- _WORK TO COMPLETE_
Output the opening lines of the records exactly. End with the line that contains "negative clicks: (256, 89)".

===== RAW DATA

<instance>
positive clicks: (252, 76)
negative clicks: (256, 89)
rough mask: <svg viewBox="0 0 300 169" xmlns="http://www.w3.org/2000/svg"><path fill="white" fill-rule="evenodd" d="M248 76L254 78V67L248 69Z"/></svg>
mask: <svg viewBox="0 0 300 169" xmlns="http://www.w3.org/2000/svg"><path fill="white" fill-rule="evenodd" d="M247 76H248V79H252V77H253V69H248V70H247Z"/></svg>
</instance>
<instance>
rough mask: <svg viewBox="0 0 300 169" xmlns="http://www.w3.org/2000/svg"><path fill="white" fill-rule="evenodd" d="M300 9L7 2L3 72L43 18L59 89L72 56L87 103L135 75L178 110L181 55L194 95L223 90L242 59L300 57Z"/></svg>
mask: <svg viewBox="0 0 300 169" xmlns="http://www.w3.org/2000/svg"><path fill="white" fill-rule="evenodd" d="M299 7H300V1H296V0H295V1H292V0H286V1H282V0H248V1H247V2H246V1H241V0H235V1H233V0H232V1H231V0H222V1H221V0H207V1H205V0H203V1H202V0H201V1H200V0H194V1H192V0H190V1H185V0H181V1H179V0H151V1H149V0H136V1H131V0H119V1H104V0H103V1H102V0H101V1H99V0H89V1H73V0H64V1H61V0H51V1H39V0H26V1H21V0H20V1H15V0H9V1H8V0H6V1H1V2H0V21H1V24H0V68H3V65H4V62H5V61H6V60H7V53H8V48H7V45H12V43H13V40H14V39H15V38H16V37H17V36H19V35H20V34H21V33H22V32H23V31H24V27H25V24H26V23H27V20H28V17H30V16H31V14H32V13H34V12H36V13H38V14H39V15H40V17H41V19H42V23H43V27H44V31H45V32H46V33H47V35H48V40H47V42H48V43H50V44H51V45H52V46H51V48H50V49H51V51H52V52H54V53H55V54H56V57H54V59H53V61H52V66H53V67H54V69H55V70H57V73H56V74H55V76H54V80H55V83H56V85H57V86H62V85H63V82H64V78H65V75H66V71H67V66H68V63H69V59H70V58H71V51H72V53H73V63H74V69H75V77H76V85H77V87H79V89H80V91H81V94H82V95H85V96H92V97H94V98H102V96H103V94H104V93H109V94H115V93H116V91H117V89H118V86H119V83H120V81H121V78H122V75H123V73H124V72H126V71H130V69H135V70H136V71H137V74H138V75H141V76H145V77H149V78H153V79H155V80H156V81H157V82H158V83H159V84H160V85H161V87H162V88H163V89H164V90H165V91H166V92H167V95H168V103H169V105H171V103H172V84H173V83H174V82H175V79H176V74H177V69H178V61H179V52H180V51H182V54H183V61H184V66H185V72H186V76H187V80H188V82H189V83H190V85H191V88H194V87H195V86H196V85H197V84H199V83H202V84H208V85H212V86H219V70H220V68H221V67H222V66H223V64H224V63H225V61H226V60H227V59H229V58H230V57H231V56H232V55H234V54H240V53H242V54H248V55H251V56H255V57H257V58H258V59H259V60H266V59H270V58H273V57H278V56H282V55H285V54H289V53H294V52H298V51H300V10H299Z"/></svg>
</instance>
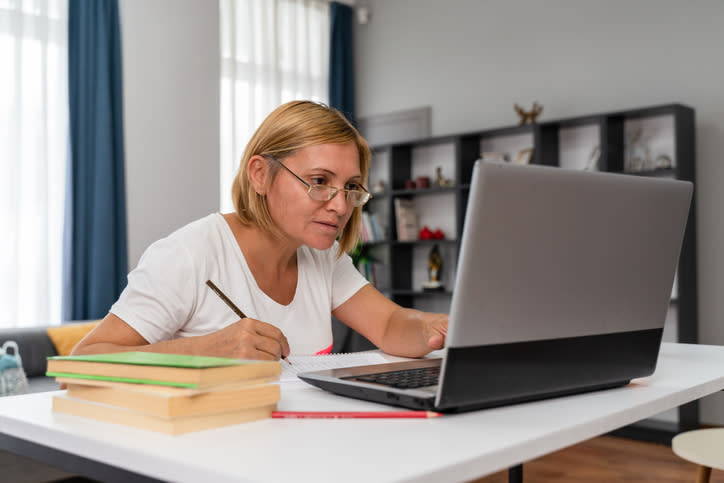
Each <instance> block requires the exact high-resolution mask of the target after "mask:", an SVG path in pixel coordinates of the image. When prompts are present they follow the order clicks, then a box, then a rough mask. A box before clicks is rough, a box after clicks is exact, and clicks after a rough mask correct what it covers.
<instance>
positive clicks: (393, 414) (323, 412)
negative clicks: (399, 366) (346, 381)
mask: <svg viewBox="0 0 724 483" xmlns="http://www.w3.org/2000/svg"><path fill="white" fill-rule="evenodd" d="M438 416H441V414H440V413H436V412H435V411H272V418H277V419H281V418H291V419H307V418H311V419H360V418H363V419H368V418H423V419H424V418H436V417H438Z"/></svg>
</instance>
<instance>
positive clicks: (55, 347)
mask: <svg viewBox="0 0 724 483" xmlns="http://www.w3.org/2000/svg"><path fill="white" fill-rule="evenodd" d="M98 323H99V322H98V321H97V320H96V321H93V322H84V323H81V324H66V325H59V326H57V327H48V329H47V332H48V337H50V340H51V341H52V342H53V345H54V346H55V351H56V352H57V353H58V355H60V356H67V355H70V353H71V351H72V350H73V347H75V345H76V344H77V343H78V342H80V340H81V339H82V338H83V337H85V336H86V334H88V332H90V331H91V330H93V329H94V328H95V326H96V325H98Z"/></svg>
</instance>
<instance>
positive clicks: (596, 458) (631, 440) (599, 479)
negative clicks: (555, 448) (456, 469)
mask: <svg viewBox="0 0 724 483" xmlns="http://www.w3.org/2000/svg"><path fill="white" fill-rule="evenodd" d="M696 473H697V466H696V465H695V464H693V463H690V462H687V461H685V460H683V459H681V458H679V457H678V456H676V455H675V454H674V453H673V452H672V451H671V448H670V447H669V446H665V445H660V444H653V443H644V442H641V441H633V440H628V439H623V438H615V437H612V436H601V437H598V438H593V439H591V440H588V441H586V442H583V443H581V444H578V445H575V446H572V447H570V448H566V449H563V450H560V451H558V452H555V453H551V454H549V455H546V456H543V457H541V458H538V459H535V460H532V461H530V462H528V463H526V464H525V465H523V480H524V481H525V482H526V483H528V482H531V483H553V482H555V483H574V482H575V483H579V482H586V483H603V482H606V483H609V482H619V481H630V482H636V481H651V482H654V481H655V482H660V483H685V482H692V483H693V482H695V481H696ZM507 481H508V474H507V472H505V471H503V472H499V473H495V474H493V475H490V476H486V477H484V478H480V479H477V480H475V481H474V483H507ZM711 483H724V471H718V470H713V471H712V474H711Z"/></svg>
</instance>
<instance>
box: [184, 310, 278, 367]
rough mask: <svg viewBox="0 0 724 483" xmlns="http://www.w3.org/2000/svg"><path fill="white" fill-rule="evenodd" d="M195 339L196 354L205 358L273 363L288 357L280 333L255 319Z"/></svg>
mask: <svg viewBox="0 0 724 483" xmlns="http://www.w3.org/2000/svg"><path fill="white" fill-rule="evenodd" d="M198 339H199V340H198V342H197V343H198V344H199V346H198V347H197V351H198V352H199V353H203V354H204V355H214V356H218V357H232V358H235V359H263V360H274V361H278V360H279V359H281V357H282V356H288V355H289V343H288V342H287V338H286V337H285V336H284V334H283V333H282V331H281V330H279V329H278V328H277V327H274V326H273V325H271V324H267V323H266V322H262V321H260V320H256V319H250V318H244V319H241V320H239V321H237V322H234V323H233V324H231V325H229V326H227V327H224V328H223V329H221V330H219V331H217V332H214V333H213V334H207V335H204V336H201V337H199V338H198Z"/></svg>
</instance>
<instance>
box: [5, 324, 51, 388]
mask: <svg viewBox="0 0 724 483" xmlns="http://www.w3.org/2000/svg"><path fill="white" fill-rule="evenodd" d="M47 328H48V327H47V326H40V327H22V328H15V329H0V346H1V345H2V344H3V343H4V342H5V341H6V340H13V341H15V342H16V343H17V344H18V349H19V350H20V358H21V359H22V361H23V369H24V370H25V375H26V376H28V391H29V392H44V391H55V390H57V389H59V387H58V384H57V383H56V382H55V379H53V378H50V377H45V368H46V364H47V363H46V358H47V357H48V356H56V355H58V353H57V352H56V351H55V346H53V343H52V342H51V340H50V338H49V337H48V333H47V332H46V330H47Z"/></svg>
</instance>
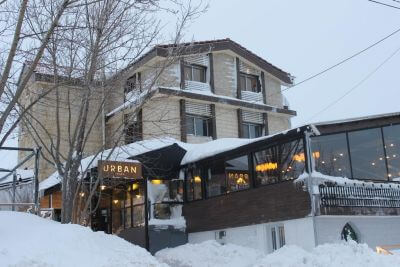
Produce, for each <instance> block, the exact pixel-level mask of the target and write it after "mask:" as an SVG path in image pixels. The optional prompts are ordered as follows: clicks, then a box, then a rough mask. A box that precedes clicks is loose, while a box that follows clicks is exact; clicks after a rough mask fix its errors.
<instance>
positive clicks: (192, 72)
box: [183, 63, 207, 83]
mask: <svg viewBox="0 0 400 267" xmlns="http://www.w3.org/2000/svg"><path fill="white" fill-rule="evenodd" d="M183 68H184V71H183V75H184V78H185V80H186V81H193V82H199V83H207V67H206V66H203V65H199V64H190V63H185V64H184V65H183ZM188 68H190V72H189V73H190V78H189V79H188V77H186V73H187V72H186V71H188ZM194 69H197V70H200V71H202V72H203V75H202V76H203V77H202V79H200V81H197V80H194V71H193V70H194Z"/></svg>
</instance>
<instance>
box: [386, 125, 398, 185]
mask: <svg viewBox="0 0 400 267" xmlns="http://www.w3.org/2000/svg"><path fill="white" fill-rule="evenodd" d="M382 129H383V137H384V140H385V149H386V159H387V164H388V171H389V173H388V177H389V179H390V180H391V179H393V178H398V177H400V125H391V126H386V127H383V128H382Z"/></svg>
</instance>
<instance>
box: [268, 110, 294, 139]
mask: <svg viewBox="0 0 400 267" xmlns="http://www.w3.org/2000/svg"><path fill="white" fill-rule="evenodd" d="M290 128H291V123H290V116H288V115H285V114H276V113H271V112H268V132H269V134H274V133H277V132H281V131H284V130H287V129H290Z"/></svg>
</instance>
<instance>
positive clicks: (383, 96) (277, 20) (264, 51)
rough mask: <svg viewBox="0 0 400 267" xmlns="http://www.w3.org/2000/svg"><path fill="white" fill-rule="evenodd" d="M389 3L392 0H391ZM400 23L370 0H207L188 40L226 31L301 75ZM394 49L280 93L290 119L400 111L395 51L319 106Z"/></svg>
mask: <svg viewBox="0 0 400 267" xmlns="http://www.w3.org/2000/svg"><path fill="white" fill-rule="evenodd" d="M382 1H385V0H382ZM386 3H390V4H393V5H396V4H397V3H396V2H395V1H393V0H386ZM399 6H400V4H399ZM398 28H400V9H394V8H389V7H385V6H382V5H377V4H374V3H372V2H369V1H367V0H330V1H329V0H325V1H321V0H305V1H289V0H258V1H256V0H246V1H243V0H211V1H210V8H209V10H208V12H207V13H206V14H204V15H202V16H201V17H200V18H199V19H198V20H197V21H196V22H194V23H193V24H192V25H191V26H190V27H189V28H188V29H187V38H186V39H187V40H191V39H192V38H193V39H194V40H198V41H200V40H210V39H220V38H231V39H232V40H234V41H236V42H238V43H240V44H241V45H243V46H244V47H246V48H247V49H249V50H251V51H253V52H254V53H256V54H257V55H259V56H261V57H263V58H264V59H266V60H267V61H269V62H270V63H272V64H274V65H275V66H277V67H279V68H282V69H283V70H285V71H287V72H289V73H291V74H292V75H293V76H295V77H296V80H295V81H297V82H299V81H301V80H303V79H305V78H308V77H309V76H311V75H313V74H315V73H318V72H319V71H321V70H323V69H325V68H327V67H329V66H331V65H333V64H336V63H337V62H339V61H341V60H342V59H344V58H346V57H348V56H350V55H352V54H354V53H356V52H358V51H360V50H362V49H364V48H365V47H367V46H369V45H370V44H372V43H374V42H376V41H378V40H379V39H381V38H383V37H385V36H386V35H389V34H390V33H392V32H394V31H395V30H396V29H398ZM399 48H400V33H398V34H396V35H395V36H393V37H391V38H390V39H388V40H386V41H385V42H384V43H381V44H380V45H378V46H376V47H374V48H372V49H370V50H369V51H367V52H366V53H365V54H362V55H360V56H358V57H357V58H355V59H353V60H351V61H350V62H347V63H345V64H343V65H341V66H340V67H338V68H336V69H334V70H332V71H329V72H328V73H326V74H324V75H322V76H320V77H318V78H315V79H313V80H311V81H309V82H306V83H304V84H302V85H299V86H296V87H294V88H292V89H290V90H288V91H287V92H285V96H286V97H287V98H288V100H289V102H290V108H291V109H294V110H296V111H297V114H298V115H297V117H295V118H294V119H293V120H292V124H293V126H297V125H299V124H304V123H309V122H312V121H325V120H335V119H342V118H349V117H356V116H366V115H371V114H379V113H386V112H397V111H400V88H399V84H400V67H399V65H400V64H399V63H400V52H399V53H398V54H396V55H395V56H393V57H392V58H391V59H390V60H389V61H388V62H386V64H384V65H383V66H382V67H381V68H380V69H379V70H378V71H377V72H376V73H374V74H373V75H372V76H370V77H369V78H368V79H367V80H365V81H364V82H363V83H362V84H361V85H360V86H359V87H357V88H356V89H354V90H353V91H352V92H351V93H349V94H348V95H347V96H346V97H344V98H343V99H342V100H340V101H339V102H338V103H337V104H335V105H333V106H332V107H330V108H329V109H327V110H326V111H324V112H321V111H322V110H324V109H325V108H326V107H327V106H328V105H330V104H332V103H333V102H335V101H336V100H337V99H339V98H341V97H342V96H343V95H344V94H345V93H346V92H347V91H349V90H350V89H351V88H352V87H354V86H355V85H357V84H358V83H360V82H361V81H362V80H364V79H365V77H367V76H368V75H369V74H370V73H371V72H372V71H374V69H376V68H377V67H378V66H379V65H380V64H382V62H383V61H385V59H387V58H388V57H389V56H390V55H391V54H393V53H394V51H395V50H396V49H399ZM8 145H17V144H16V142H15V141H14V142H10V143H8ZM0 157H2V158H3V162H5V161H4V157H6V159H7V160H6V162H7V163H9V164H7V165H10V166H1V167H11V165H12V163H14V162H15V160H16V154H15V153H14V154H13V153H7V154H4V153H0ZM11 159H12V160H11ZM2 165H3V164H2Z"/></svg>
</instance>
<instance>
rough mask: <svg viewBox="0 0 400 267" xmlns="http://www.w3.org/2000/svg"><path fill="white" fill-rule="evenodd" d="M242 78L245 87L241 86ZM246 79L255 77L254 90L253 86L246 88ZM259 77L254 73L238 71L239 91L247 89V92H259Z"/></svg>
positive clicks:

==========

- _EXPECTED ANSWER_
<instance>
positive clicks: (252, 76)
negative clicks: (256, 89)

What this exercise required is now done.